§ **Exercise aim**:
Please transcribe the listing below in full and word for word, without its pictures.

§ **Coordinate annotation entries**:
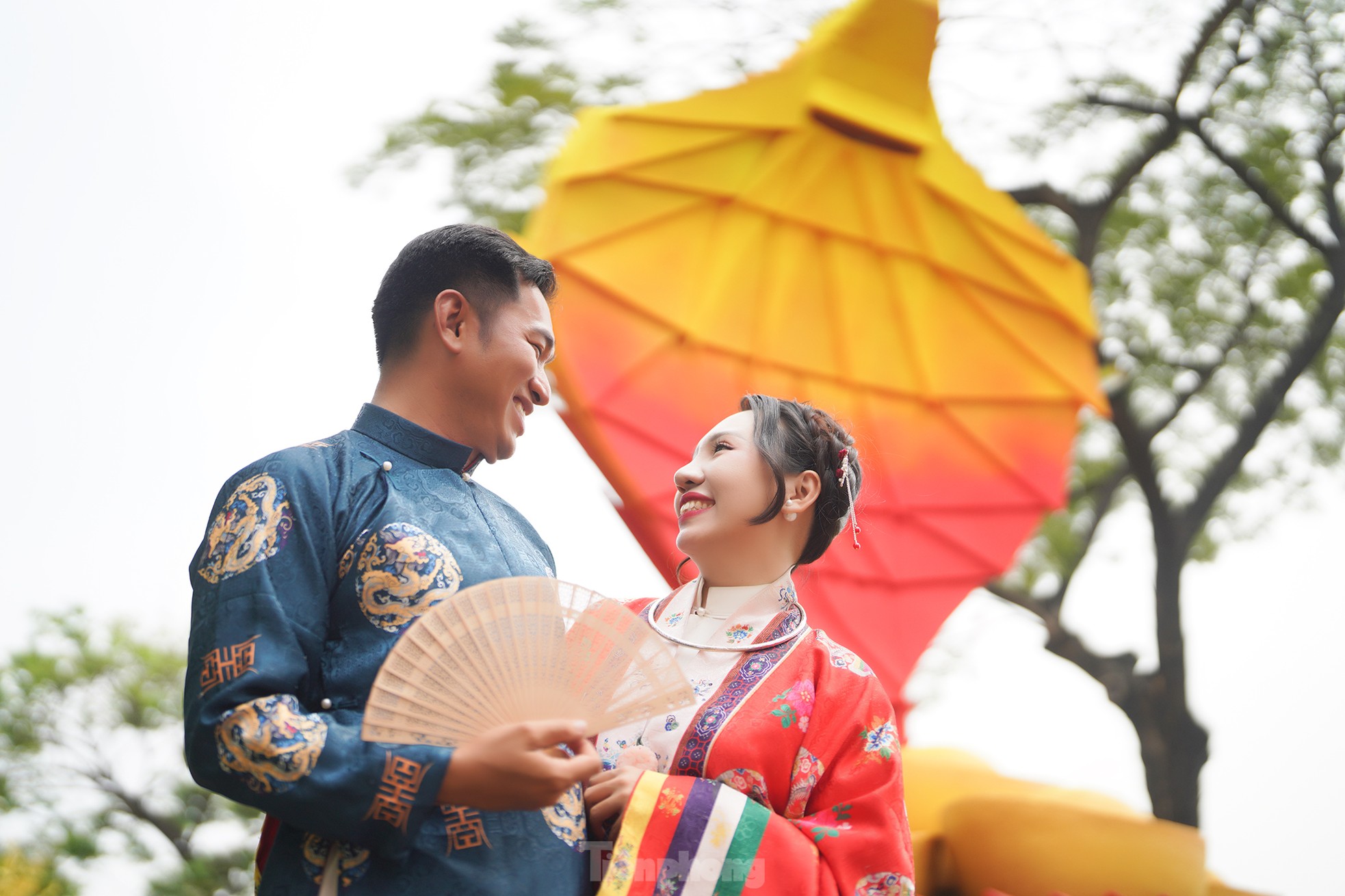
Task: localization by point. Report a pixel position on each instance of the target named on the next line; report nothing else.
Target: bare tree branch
(1208, 29)
(1254, 179)
(1267, 404)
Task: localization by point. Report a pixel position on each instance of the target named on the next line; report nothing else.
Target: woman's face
(727, 484)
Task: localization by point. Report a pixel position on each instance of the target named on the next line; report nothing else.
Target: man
(317, 557)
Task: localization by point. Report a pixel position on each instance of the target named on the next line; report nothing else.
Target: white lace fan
(521, 649)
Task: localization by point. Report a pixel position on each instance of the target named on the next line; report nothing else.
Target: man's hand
(605, 797)
(517, 767)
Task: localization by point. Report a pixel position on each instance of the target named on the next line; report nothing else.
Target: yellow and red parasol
(811, 235)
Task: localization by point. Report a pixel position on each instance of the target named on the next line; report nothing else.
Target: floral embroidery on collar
(739, 633)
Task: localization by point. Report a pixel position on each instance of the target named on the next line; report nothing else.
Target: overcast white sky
(185, 285)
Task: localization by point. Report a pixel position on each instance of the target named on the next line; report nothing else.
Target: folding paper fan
(515, 650)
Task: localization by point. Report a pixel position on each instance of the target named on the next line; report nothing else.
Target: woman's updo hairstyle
(794, 436)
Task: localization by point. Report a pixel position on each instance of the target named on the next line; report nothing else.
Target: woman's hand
(605, 798)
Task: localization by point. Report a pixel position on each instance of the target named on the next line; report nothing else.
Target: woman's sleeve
(844, 830)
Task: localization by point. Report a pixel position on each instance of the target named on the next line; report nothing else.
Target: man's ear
(454, 317)
(802, 491)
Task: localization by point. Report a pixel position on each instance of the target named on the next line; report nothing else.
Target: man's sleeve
(259, 726)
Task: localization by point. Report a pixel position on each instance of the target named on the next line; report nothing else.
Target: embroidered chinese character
(226, 663)
(465, 828)
(397, 793)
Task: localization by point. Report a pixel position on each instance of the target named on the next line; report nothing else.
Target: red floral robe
(783, 778)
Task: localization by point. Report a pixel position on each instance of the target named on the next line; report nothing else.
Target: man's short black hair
(480, 263)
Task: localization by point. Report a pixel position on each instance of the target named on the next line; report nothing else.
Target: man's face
(504, 374)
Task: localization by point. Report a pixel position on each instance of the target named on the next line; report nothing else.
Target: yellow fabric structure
(811, 235)
(976, 830)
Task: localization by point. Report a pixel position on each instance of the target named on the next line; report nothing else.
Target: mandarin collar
(412, 440)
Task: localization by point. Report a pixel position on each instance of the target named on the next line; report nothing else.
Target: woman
(785, 775)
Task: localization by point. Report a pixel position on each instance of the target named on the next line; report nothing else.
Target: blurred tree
(90, 761)
(1215, 248)
(1219, 279)
(501, 140)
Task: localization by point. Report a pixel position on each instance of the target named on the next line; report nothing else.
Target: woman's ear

§ **Solution to this problem**:
Task: localization by point. Report a pixel position on each instance of the target named on the next line; report nothing else.
Target: bare tree branch
(1208, 29)
(1254, 179)
(1267, 404)
Task: localization by point. Report a pixel position on each instance of the target named on the next line; report nothing else.
Target: woman's face
(727, 484)
Task: localization by point. Report a pixel position on each instance of the target named on the next line; report nothing else.
Target: man
(317, 557)
Task: localization by point. Report a pixel position on each instance of the target named on the next line; report nothing else.
Target: white lace fan
(521, 649)
Task: localization by point. Report a pixel position on each instance of the target named on the next line; report nothing else.
Target: man's hand
(605, 797)
(517, 767)
Task: localization by point. Report a pixel position on each instance of the target named on the next line; report nothing else.
Target: yellow and red parasol
(811, 235)
Task: localization by point. Report a pixel position on each instance of the target named on the next line; report nothing else.
Target: floral embroidery on collar
(739, 633)
Task: localization by point. Report a pixel position on each instance of the target named on the next line; report nothing else.
Target: overcast white sky
(185, 285)
Task: localization by point. Report a pixel position on each instance of the target named on the next line; report nothing else.
Target: folding paper fan
(515, 650)
Task: localization by point. Report a pixel position on each instance of the target named on the next line; report nothing else.
Target: woman's updo hairstyle
(794, 436)
Task: localization by point. Report a pixel position on each instance of the target named on the next line; report nothing else.
Target: woman's hand
(605, 798)
Task: localization by point. Report a pixel position on each instance of the target named on the next line; report nothing else.
Target: woman's sleeve
(844, 830)
Task: localization by point. Report a pixel position on each instance of the target named on the next line; report nothing else.
Target: man's ear
(454, 317)
(802, 491)
Task: localization by point. Report a pixel position on each instance of the target named on the next line; report nothing else.
Target: man's sleeve
(259, 726)
Task: localization by point. Report a pixel position on each instance of the target named on the next line; report nothing else.
Target: embroidered chinese character
(226, 663)
(465, 828)
(397, 793)
Task: localization by point. Report a pixel position on each instance of the target named on the next line; report nothing else.
Target: red floral robe
(783, 778)
Task: localization by point. Report a pixel position on each instance of the target named on the next line; report nothing else.
Target: man's short black hair
(480, 263)
Task: localization by point. Report a pixel position on each instance of the target named on the next line; report nothing else.
Target: man's face
(504, 374)
Task: localization by point. Report a pixel position on each instance of the target named on the next line; report nothing else.
Target: yellow fabric structure
(811, 235)
(976, 830)
Task: localization by point. Report a pixel position on each instance of the target named on the next line; report nothing else.
Target: mandarin collar
(412, 440)
Task: localization by point. Report a pixel position on each instance of the target named on the next line; report nothing else.
Target: woman
(785, 775)
Task: localization by point. Report a pixel position on each instance of the target named on the next line; report nothing else.
Target: blurred tree
(90, 761)
(1215, 248)
(1219, 279)
(501, 140)
Task: localization by point. Report a pixel position on each instance of the target named on the next line; report nothing else.
Target: woman's ear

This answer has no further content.